Short task = Copy the listing starting with the line that contains "of the girl" and going on through its final line. Substitute "survey record" for each occurrence of "field-scouting log" and leave everything else unchanged.

Supplied material =
---
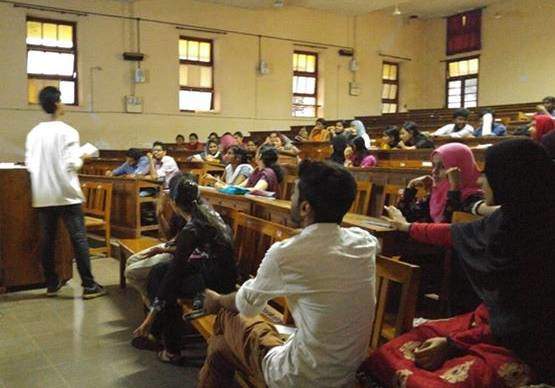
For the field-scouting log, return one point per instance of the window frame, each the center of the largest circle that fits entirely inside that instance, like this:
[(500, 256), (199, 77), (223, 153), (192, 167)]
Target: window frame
[(314, 75), (463, 79), (198, 63), (61, 50), (391, 82)]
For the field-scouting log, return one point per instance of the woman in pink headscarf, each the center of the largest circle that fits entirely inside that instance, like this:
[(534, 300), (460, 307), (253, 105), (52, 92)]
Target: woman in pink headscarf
[(227, 141), (452, 187)]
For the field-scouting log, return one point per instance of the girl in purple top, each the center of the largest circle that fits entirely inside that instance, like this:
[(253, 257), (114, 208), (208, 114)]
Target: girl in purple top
[(357, 155), (268, 174)]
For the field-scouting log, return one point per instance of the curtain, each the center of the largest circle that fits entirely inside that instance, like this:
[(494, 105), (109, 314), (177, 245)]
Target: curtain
[(464, 32)]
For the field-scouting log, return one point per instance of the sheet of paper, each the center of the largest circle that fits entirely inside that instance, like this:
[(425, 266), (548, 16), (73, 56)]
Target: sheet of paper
[(89, 150)]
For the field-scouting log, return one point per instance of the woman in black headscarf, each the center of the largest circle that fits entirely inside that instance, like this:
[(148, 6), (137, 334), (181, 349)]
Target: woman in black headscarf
[(509, 258)]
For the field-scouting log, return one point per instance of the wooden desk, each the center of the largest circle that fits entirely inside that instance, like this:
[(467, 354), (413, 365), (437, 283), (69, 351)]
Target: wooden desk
[(126, 204), (20, 265)]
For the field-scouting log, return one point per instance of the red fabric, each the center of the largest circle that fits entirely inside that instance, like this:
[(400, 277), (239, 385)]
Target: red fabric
[(435, 234), (464, 32), (544, 125), (481, 362), (454, 155), (194, 147)]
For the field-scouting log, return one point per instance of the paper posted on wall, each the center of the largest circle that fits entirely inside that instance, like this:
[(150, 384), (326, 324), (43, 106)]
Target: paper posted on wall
[(89, 150)]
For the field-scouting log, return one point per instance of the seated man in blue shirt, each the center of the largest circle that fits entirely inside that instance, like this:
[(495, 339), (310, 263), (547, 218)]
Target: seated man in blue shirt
[(488, 125), (136, 164)]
---
Task solution =
For the survey record, return one point per instance of the girl in purple top, each the center of the largest circle that fits entirely inside that instance, like this:
[(253, 257), (114, 208), (208, 114)]
Target: girl in purple top
[(357, 155), (268, 174)]
For the survey record, return one point per instance of the curtain, each the center of the largest circle that fits entirely inside that instance, like this:
[(494, 105), (109, 314), (177, 245)]
Target: curtain
[(464, 32)]
For the survey record, return one point per instance of the sheet of paper, each the center of the largest circle that fits entirely inside that instance, like this:
[(425, 266), (548, 16), (73, 56)]
Target: sheet of paper
[(89, 150)]
For the survey record, return one point per instance of the woman in black headscarf, each the center of the largest circle that fits entirely inside that instance, like this:
[(148, 6), (137, 334), (181, 349)]
Target: woman in black headscarf
[(509, 258)]
For the survey record, return one point per instance of the wooden desk, each the center of the largest circle that fits entirely inside that instance, like this:
[(467, 354), (413, 365), (437, 283), (69, 351)]
Target: wooden desk
[(126, 204), (20, 265)]
For the survey record, return one point per instance of the red fabric, each the center of the largest circle that fits entirely inside that instance, like this:
[(400, 277), (239, 385)]
Target: red fabric
[(435, 234), (464, 32), (544, 125), (481, 362), (454, 155), (194, 147)]
For the survey record, return one point per instance of the paper posted on wall, each the center of the largest circle that fits entirely inside that instance, like this:
[(150, 384), (326, 324), (43, 106)]
Target: paper posted on wall
[(89, 150)]
For the survey record, return one point per instance of the seated man in blue shirt, each the center of the largest circle that fits entirely inside that instance, like this:
[(495, 339), (310, 263), (547, 218)]
Target: seated man in blue shirt
[(488, 125), (136, 164)]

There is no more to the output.